Problem statement - Set down, please, exactly the lines below that run from the line with "[tag] cap with" to the line with "[tag] red and", both lines included.

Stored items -
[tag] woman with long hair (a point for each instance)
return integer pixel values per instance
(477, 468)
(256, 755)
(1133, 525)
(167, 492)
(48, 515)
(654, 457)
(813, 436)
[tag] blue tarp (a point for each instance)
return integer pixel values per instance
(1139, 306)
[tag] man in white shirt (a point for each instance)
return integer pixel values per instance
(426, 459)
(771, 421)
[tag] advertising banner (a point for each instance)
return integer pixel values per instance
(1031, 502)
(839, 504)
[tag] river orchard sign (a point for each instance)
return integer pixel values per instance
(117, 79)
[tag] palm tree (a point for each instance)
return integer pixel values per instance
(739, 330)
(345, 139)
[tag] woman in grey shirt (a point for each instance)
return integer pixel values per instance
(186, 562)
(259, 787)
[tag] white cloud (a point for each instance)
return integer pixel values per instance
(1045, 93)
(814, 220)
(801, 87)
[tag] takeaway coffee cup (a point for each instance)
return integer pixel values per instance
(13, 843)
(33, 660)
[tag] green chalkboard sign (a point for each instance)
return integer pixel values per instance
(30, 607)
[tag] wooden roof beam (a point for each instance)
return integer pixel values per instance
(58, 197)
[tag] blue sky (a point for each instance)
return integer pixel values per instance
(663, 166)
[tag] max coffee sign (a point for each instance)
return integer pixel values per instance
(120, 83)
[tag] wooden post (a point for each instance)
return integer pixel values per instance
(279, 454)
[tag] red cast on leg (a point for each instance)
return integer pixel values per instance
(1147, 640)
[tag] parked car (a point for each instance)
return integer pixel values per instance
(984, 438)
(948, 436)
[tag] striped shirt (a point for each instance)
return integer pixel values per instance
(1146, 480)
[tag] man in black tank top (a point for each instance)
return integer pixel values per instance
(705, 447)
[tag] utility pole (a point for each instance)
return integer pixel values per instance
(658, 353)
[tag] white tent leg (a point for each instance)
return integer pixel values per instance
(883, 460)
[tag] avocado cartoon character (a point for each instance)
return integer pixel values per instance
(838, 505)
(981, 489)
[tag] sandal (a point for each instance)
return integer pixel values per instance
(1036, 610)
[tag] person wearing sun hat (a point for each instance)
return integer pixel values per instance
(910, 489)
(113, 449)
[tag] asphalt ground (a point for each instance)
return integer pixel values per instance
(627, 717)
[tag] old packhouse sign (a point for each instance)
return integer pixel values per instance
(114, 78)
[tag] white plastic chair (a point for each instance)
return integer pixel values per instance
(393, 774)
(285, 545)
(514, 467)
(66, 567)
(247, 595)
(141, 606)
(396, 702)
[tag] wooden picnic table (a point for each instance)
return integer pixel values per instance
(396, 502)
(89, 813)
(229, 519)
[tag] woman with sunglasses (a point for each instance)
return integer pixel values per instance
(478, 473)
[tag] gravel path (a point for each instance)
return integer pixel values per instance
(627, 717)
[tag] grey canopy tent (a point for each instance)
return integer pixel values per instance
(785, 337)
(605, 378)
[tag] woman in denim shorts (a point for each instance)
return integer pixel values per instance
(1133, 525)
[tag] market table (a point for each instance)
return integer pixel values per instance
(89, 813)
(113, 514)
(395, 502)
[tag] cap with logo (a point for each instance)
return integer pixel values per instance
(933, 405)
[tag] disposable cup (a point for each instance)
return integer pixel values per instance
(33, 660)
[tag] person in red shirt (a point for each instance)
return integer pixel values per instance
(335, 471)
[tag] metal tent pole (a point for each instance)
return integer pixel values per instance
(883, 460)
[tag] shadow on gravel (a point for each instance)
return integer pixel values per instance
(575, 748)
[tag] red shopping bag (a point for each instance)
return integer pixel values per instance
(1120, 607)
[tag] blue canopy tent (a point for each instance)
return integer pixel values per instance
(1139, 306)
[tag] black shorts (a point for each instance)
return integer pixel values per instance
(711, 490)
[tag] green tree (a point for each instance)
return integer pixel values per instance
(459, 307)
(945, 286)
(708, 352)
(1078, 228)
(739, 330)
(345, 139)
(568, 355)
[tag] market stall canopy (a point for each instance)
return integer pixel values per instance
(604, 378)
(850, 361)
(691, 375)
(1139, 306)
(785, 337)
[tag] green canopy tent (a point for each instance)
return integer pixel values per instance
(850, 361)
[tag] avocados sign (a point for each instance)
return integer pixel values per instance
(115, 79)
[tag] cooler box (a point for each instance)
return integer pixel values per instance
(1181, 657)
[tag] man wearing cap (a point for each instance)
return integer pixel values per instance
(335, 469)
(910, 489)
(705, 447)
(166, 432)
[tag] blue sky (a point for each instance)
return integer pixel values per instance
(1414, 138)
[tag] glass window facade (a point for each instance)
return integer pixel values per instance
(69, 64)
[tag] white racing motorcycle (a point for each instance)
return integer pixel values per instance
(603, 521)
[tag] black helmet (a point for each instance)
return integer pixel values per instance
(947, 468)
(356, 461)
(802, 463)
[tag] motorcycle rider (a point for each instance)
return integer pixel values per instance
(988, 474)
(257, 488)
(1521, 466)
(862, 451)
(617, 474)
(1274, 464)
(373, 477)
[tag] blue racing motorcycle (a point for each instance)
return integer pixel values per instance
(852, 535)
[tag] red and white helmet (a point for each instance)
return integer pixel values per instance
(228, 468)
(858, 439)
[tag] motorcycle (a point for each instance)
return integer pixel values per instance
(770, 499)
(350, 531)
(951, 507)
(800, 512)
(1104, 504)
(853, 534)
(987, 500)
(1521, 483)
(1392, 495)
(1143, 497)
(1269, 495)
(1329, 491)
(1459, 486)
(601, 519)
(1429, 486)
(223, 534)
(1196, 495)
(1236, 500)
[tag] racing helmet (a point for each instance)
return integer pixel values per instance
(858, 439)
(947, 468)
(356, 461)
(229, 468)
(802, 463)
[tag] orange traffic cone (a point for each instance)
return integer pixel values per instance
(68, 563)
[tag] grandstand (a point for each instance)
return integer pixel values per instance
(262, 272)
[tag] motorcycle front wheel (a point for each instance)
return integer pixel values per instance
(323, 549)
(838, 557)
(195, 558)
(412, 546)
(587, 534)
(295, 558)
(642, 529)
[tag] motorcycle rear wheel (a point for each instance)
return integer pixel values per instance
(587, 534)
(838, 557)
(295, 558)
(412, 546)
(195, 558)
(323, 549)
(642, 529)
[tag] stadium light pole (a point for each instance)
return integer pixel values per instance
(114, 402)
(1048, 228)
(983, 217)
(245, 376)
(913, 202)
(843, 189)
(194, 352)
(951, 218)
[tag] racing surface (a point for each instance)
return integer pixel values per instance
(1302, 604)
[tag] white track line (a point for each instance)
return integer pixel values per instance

Reply to the task -
[tag] cap with logo (a point for each instance)
return integer pixel values per instance
(933, 405)
[tag] disposable cup (a point for each instance)
return integer pixel values per instance
(33, 660)
[tag] person in red shirt (a point for each instance)
return integer pixel values per instance
(335, 471)
[tag] metal tent pole (a point for each instance)
return integer pixel values per instance
(883, 460)
[tag] shadow on gravel (a point for each instance)
return integer pixel values per instance
(575, 748)
[tag] red shopping bag (a point for each instance)
return integer pixel values per instance
(1120, 607)
[tag] blue canopy tent (a point for each instance)
return integer pixel values per instance
(1139, 306)
[tag] black shorts (a point for each instance)
return integer pixel values per instance
(711, 490)
[tag] green tree (a point for each instance)
return integer pixel values per instance
(459, 307)
(945, 286)
(708, 352)
(1078, 228)
(739, 330)
(345, 139)
(568, 355)
[tag] market stall canopy (a point for each instance)
return integer pixel values per instance
(604, 378)
(850, 361)
(691, 375)
(1139, 306)
(785, 337)
[tag] green canopy tent (a point for each instance)
return integer pixel values per instance
(850, 361)
[tag] avocados sign (a point for each instance)
return integer pixel values per instance
(115, 79)
[tag] cooler box (a point for each instance)
return integer pixel values per instance
(1181, 657)
[tag] man wearing cap (a point for each instance)
return integer pixel values per instance
(335, 469)
(910, 489)
(705, 447)
(166, 432)
[tag] blue sky (a point for each instance)
return integer pixel values per instance
(1414, 138)
[tag] glass window facade (a point for each instance)
return integer pixel values per instance
(69, 64)
[tag] white racing motorcycle (a point for each instance)
return integer pixel values per instance
(603, 521)
[tag] black helmet (a point for each instance)
return integer pixel values per instance
(947, 468)
(356, 461)
(802, 463)
[tag] motorcycle rider (a point for each instance)
return integer pixel values per instance
(988, 474)
(257, 488)
(1521, 466)
(862, 451)
(617, 474)
(1274, 464)
(373, 477)
[tag] blue racing motorcycle (a point for each instance)
return integer pixel values per instance
(852, 535)
[tag] red and white helmet (a point for each instance)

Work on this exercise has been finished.